(Excerpts from a dataset)
■ ■ ■ ■ ■
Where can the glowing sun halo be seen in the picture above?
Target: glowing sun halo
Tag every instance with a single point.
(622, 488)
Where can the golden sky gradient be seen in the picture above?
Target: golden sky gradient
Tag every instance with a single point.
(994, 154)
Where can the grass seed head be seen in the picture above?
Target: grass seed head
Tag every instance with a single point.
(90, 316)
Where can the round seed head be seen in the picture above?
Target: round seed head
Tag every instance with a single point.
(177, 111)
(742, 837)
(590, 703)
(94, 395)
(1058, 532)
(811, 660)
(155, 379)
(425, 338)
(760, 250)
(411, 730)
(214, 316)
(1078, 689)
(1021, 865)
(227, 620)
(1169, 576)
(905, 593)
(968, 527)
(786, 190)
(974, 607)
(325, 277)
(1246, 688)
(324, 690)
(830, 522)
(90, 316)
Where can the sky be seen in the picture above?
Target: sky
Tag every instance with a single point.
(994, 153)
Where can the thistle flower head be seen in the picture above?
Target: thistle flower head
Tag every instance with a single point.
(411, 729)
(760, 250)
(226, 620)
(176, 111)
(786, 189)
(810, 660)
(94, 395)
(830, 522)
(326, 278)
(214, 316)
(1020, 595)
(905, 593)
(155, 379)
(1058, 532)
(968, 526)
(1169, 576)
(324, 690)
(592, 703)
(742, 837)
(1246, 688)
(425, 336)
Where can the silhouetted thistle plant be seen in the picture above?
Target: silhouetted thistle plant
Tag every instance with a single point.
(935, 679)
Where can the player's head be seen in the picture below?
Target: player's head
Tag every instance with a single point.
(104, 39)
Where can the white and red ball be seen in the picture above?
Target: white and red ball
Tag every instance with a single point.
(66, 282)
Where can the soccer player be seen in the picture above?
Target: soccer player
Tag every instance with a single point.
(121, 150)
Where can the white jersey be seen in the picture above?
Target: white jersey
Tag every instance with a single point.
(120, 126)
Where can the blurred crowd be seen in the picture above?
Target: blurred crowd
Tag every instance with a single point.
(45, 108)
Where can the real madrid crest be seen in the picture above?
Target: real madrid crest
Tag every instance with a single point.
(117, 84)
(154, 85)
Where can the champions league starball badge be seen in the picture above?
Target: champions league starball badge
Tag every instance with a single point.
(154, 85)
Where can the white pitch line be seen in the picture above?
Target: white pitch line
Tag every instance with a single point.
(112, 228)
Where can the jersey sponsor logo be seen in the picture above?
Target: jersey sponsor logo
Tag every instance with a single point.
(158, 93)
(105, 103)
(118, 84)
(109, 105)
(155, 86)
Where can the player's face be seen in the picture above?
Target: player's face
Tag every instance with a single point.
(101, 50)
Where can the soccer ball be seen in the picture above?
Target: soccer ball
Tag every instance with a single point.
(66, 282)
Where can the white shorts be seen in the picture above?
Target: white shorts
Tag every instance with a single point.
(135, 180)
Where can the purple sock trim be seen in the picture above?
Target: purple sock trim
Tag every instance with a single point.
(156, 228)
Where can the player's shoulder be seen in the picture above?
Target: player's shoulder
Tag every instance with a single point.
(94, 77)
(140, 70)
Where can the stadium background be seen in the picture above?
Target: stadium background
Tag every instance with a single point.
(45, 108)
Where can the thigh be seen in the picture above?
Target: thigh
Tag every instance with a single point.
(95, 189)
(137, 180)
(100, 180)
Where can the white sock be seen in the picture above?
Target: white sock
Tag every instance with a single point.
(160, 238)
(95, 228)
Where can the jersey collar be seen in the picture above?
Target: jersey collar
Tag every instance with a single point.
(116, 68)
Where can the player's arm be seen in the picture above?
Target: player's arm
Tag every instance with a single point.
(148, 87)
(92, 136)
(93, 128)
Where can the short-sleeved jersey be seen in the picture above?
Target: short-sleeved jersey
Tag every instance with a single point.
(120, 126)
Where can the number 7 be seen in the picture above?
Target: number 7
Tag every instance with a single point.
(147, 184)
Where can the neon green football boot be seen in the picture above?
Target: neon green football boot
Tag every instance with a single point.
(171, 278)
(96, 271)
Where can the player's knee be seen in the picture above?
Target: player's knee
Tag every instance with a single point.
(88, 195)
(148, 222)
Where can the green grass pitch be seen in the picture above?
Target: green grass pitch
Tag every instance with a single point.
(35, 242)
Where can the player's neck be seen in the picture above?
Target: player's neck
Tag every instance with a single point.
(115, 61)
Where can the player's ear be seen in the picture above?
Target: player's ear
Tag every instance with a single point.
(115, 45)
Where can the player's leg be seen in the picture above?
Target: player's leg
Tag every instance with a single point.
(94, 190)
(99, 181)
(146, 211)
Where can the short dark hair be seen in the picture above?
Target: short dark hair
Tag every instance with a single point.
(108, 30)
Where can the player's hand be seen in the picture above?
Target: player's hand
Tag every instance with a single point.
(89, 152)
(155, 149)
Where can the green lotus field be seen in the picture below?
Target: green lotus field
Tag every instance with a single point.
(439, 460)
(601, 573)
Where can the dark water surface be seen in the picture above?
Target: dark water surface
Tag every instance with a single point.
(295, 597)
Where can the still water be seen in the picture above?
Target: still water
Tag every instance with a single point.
■ ■ ■ ■ ■
**Exercise:** Each line of the data that contains "knee" belongs in the answer.

**Your solution:**
Where can the player's knee be seen in the picture above?
Target: player's knee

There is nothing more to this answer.